:: TASK GOAL ::
Find every line in the entries below that contains the word "window" and copy each one. Case counts.

:: DATA FOR THIS EXERCISE ::
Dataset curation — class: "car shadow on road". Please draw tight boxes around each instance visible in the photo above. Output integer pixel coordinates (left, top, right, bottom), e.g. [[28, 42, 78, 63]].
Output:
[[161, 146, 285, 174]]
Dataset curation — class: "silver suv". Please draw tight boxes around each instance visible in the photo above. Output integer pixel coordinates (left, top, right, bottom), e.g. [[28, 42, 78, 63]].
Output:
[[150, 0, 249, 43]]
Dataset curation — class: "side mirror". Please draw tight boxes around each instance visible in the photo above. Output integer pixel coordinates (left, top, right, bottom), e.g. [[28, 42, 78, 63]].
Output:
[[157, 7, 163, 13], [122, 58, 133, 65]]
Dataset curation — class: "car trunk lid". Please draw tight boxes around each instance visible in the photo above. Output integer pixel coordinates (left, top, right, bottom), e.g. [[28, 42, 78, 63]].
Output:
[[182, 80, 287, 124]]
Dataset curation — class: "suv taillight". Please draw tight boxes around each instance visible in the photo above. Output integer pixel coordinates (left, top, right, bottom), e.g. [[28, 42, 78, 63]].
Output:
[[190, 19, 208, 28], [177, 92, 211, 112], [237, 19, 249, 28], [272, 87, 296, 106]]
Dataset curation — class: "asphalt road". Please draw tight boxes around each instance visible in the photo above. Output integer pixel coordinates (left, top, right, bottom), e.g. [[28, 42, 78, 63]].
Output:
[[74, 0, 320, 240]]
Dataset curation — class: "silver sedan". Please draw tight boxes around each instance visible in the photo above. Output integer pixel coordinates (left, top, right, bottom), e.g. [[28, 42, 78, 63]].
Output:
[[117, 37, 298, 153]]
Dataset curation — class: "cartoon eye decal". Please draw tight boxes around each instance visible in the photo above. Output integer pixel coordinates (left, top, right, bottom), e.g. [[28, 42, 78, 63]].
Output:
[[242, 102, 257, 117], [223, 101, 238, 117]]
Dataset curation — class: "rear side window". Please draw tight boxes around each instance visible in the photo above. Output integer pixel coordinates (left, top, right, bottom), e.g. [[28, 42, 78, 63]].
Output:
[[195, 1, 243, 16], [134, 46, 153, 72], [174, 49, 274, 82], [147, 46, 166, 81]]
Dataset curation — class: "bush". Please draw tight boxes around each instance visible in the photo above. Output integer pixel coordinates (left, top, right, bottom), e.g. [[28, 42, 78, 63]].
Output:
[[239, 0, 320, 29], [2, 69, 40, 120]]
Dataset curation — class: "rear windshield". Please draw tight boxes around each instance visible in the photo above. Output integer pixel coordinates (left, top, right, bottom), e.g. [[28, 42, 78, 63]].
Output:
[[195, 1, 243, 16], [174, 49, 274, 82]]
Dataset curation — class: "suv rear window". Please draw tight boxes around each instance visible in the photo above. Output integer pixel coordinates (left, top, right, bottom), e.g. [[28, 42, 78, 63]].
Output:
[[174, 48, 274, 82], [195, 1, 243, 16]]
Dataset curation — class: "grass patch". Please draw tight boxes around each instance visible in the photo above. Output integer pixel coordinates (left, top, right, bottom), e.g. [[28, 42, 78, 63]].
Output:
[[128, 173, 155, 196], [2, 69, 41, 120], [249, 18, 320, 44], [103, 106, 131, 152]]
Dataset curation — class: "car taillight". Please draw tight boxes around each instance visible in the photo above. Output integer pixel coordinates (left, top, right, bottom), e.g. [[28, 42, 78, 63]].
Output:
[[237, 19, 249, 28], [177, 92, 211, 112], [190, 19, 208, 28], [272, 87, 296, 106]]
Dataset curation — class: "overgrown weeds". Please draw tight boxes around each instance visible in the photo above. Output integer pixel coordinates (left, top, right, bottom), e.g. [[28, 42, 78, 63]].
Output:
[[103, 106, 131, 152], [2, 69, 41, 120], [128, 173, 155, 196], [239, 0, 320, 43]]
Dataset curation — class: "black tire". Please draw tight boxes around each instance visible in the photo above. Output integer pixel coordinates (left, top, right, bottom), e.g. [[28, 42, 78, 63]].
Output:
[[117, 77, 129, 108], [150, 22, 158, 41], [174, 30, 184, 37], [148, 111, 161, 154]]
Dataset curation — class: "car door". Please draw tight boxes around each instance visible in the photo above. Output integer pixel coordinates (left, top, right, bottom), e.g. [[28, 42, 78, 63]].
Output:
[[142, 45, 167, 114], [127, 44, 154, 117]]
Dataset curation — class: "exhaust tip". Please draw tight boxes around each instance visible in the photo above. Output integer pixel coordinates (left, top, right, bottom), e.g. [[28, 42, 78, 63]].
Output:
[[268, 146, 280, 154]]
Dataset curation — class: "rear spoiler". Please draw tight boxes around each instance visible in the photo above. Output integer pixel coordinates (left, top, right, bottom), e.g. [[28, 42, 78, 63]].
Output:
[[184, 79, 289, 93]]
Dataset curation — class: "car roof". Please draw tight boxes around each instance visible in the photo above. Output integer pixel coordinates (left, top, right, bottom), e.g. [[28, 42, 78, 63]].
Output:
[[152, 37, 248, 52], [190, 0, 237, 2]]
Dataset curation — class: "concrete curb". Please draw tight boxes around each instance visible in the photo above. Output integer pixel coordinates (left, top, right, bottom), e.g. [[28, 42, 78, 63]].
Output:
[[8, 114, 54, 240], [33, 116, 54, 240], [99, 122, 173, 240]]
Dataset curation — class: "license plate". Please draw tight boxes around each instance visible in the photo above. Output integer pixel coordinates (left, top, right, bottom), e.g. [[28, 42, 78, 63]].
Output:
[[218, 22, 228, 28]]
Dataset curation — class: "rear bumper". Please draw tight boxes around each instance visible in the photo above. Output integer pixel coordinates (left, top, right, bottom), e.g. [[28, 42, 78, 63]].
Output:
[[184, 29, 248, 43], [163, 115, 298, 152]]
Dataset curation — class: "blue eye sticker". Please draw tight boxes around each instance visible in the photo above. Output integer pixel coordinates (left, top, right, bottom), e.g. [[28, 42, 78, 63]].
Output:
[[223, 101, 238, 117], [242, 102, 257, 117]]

:: RESPONSE ::
Dataset curation — class: "rear side window". Please draw tight boxes around each instance visible in the photo above. Output integer pixel coordinates (left, top, right, bottom), e.g. [[28, 42, 78, 63]].
Dataset curation — class: "suv rear window". Please draw tight boxes around each instance visible in the photo above. Output integer pixel coordinates (left, top, right, bottom), e.g. [[28, 42, 78, 63]].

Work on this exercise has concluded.